- WHAT TO DO
Each of the records that follow needs an exact reproduction.

═══

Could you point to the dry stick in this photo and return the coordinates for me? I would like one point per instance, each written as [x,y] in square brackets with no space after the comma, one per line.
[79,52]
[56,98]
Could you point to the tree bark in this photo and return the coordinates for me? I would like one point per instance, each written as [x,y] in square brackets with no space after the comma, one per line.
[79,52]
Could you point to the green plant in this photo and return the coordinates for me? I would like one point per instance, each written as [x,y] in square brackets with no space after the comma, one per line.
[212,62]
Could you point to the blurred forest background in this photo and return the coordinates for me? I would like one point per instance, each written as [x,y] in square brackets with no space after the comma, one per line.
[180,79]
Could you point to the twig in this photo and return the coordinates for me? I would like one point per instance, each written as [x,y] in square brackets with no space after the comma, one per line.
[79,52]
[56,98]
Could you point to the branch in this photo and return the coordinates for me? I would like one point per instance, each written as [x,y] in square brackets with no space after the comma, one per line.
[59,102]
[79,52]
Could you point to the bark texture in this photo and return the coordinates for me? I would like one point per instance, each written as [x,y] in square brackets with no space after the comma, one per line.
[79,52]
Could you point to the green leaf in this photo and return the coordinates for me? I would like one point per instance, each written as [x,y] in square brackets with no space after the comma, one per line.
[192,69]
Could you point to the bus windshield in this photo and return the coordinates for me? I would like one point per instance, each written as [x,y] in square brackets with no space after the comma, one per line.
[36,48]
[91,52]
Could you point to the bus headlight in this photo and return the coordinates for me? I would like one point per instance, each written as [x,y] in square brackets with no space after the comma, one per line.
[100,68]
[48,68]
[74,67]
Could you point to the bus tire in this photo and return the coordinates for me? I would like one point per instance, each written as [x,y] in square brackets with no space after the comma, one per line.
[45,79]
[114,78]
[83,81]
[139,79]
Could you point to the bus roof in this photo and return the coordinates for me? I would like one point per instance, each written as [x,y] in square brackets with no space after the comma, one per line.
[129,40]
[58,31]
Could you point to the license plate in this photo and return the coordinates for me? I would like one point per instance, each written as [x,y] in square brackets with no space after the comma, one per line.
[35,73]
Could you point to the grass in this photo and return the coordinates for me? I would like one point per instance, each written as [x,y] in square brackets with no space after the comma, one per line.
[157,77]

═══

- ANSWER SECTION
Could you point to the dry stick in this photo and return the coordinates for me? I would like one point per instance, each written as [x,y] in square brackets with no space after the comma, one per line.
[79,52]
[56,98]
Could you point to the tree bark in this photo and return the coordinates for me? I would like one point per instance, each written as [x,y] in square brackets with no space after the comma, one per line.
[79,52]
Could you point to the green plant in this photo and return the coordinates for me? I would like one point per instance, each written as [x,y] in square brackets with no space after the comma, one per line.
[212,62]
Could you point to the blurred forest background in this photo and return the coordinates for me? I would like one point per instance, each written as [x,y] in square brackets with no space after the comma, one per line.
[180,79]
Could you point to the twig in this photo and return the coordinates for me? I would like one point per instance, each written as [x,y] in square brackets with no space after the comma, one per line.
[79,52]
[56,98]
Could you point to the branch in this photo and return the coordinates for me? I would like one point per instance, each written as [x,y] in square brackets with no space after the comma, one per line.
[59,102]
[79,52]
Could you point to the bark texture in this photo and return the coordinates for me? I would like one point per instance, each written as [x,y] in square brackets with no space after the comma, one per line.
[79,52]
Could you point to the green leaf in this photo and return the coordinates for me? I would like one point per instance, each written as [x,y] in square brackets with no space after the comma, one per line.
[192,69]
Could you point to the bus windshield in this photo and return the coordinates for me? I would like one point per instance, each written as [x,y] in square brackets with no space after the comma, one per line.
[36,48]
[91,52]
Could you point to the bus headlight in this photo and return the coordinates for me? I would like one point per instance, each written as [x,y] in square brackets with no space after the comma, one per line.
[100,68]
[48,68]
[74,67]
Could you point to the bus tire in this photo and return the coordinates for me? I would like one point per instance, each written as [x,y] in square brackets with no space after the comma, one per line.
[45,79]
[114,78]
[83,81]
[139,79]
Could you point to the bus roof in this photo and return the coordinates for me? I would like one point per instance, each written as [x,y] in square brackets with no space after the comma, one per line.
[129,40]
[58,31]
Could you point to the license plate in this photo and return the coordinates for me? I would like one point per instance, each written as [x,y] in square brackets with no space after the comma, one per line.
[35,73]
Could you point to the grass in this photo and return the coordinates for me? I would like one point per instance, each written as [x,y] in square brackets with no space after the comma, one per line.
[157,77]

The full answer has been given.